● **Goal**
Reproduce each of the following lines verbatim.
====
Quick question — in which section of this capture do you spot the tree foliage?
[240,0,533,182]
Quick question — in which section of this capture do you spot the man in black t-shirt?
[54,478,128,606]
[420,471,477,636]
====
● **Task response**
Quick question — in which section of this capture do you spot the tree foliage?
[240,0,533,182]
Quick question — in which section of this capture do you spot the man in black t-shirt?
[54,478,128,606]
[420,471,477,636]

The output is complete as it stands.